### What is being asked
State the number of lines in the records that contain "white", with no other words.

Records from a data source
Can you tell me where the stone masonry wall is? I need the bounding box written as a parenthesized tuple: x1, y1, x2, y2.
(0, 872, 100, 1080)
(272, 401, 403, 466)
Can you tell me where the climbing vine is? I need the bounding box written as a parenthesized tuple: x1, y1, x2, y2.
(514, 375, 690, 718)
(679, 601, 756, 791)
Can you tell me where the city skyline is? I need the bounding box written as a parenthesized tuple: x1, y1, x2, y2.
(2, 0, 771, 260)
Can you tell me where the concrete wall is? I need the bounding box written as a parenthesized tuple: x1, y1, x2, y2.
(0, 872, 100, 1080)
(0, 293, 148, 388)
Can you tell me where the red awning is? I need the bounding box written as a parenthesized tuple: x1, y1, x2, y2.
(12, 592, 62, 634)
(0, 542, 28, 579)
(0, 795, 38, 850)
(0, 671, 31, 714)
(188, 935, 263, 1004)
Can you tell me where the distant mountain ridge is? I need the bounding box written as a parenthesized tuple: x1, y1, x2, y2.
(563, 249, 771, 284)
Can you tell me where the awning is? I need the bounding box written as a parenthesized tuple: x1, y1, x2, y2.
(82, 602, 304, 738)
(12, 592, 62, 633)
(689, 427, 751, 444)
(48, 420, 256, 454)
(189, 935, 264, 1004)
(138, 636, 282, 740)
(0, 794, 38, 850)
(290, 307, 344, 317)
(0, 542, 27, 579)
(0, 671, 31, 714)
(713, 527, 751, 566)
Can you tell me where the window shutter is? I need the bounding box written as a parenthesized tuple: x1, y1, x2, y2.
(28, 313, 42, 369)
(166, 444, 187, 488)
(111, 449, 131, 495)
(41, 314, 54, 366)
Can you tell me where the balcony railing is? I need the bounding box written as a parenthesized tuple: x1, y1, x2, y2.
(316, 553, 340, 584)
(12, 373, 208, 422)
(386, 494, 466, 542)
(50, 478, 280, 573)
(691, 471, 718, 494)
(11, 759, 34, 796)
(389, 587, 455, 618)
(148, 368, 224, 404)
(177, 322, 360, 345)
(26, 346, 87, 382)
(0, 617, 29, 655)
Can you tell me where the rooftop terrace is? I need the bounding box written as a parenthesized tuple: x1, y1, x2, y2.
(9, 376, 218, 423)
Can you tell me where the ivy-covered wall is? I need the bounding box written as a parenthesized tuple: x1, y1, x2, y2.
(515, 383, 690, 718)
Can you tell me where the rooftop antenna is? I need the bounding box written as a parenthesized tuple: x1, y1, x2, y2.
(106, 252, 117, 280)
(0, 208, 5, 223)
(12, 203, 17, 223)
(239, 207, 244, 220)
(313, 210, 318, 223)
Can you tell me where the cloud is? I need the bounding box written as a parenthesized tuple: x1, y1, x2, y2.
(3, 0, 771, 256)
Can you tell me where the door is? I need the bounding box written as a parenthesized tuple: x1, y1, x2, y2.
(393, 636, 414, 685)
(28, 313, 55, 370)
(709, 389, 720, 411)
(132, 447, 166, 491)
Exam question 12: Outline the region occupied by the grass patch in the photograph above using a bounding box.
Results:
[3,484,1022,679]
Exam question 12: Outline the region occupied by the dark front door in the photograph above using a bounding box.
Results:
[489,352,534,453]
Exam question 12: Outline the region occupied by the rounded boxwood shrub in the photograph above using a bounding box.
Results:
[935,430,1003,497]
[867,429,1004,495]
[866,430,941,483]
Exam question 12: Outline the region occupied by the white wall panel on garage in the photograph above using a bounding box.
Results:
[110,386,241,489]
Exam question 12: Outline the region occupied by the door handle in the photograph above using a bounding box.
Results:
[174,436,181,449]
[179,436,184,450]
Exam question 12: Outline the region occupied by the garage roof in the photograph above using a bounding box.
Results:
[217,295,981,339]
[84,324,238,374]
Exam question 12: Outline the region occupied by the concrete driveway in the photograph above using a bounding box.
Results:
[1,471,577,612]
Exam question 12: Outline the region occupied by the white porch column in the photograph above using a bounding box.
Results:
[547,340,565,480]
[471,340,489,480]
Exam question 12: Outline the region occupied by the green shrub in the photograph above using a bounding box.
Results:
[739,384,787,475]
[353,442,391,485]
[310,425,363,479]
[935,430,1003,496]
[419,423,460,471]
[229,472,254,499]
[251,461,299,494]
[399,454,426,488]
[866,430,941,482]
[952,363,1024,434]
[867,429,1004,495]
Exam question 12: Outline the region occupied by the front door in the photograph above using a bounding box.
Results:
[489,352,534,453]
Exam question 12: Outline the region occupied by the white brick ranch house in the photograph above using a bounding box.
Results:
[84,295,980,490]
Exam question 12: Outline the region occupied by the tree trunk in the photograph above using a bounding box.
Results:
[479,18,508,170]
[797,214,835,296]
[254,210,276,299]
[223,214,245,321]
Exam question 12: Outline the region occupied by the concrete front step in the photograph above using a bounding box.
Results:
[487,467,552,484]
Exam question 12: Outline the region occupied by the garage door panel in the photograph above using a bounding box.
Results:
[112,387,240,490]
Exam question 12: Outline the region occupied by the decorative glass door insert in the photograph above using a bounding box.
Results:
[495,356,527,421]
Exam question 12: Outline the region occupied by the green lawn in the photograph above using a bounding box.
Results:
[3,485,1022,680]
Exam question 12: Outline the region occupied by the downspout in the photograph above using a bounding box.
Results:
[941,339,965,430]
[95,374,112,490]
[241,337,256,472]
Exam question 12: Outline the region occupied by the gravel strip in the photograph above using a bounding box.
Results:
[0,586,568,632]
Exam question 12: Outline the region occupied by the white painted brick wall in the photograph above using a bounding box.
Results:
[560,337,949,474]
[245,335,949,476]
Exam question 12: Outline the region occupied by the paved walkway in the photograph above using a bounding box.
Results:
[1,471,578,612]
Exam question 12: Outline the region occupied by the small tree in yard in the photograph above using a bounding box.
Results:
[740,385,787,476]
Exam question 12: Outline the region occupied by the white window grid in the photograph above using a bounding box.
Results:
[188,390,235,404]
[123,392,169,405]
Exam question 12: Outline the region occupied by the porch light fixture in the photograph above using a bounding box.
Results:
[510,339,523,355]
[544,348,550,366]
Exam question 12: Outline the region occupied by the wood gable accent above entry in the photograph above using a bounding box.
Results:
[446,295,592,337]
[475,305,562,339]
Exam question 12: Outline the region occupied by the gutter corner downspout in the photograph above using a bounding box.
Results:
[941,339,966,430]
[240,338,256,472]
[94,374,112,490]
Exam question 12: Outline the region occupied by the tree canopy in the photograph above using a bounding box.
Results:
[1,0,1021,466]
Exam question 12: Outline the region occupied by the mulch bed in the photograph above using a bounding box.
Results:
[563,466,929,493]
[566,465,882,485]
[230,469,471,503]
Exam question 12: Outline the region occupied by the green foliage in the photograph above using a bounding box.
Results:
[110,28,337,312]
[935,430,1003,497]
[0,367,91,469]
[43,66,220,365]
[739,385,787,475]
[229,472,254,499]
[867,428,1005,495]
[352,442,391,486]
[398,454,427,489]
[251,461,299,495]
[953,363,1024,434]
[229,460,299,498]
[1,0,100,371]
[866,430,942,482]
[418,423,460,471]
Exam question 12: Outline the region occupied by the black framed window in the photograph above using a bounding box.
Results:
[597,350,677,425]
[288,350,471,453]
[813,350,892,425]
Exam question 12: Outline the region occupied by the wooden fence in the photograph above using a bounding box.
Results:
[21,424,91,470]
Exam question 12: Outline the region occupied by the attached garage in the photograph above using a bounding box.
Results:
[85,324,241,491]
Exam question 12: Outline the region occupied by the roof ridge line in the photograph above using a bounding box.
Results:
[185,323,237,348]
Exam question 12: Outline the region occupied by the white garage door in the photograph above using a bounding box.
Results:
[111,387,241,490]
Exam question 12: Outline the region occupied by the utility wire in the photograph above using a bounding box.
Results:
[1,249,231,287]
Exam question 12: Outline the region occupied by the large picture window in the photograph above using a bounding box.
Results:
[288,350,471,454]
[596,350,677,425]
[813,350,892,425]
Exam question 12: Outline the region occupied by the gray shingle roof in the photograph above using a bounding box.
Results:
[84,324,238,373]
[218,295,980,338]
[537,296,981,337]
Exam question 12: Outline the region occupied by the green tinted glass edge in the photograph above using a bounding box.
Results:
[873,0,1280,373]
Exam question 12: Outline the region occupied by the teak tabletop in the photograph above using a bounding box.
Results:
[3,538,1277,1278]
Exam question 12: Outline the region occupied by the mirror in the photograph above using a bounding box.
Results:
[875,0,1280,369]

### Result
6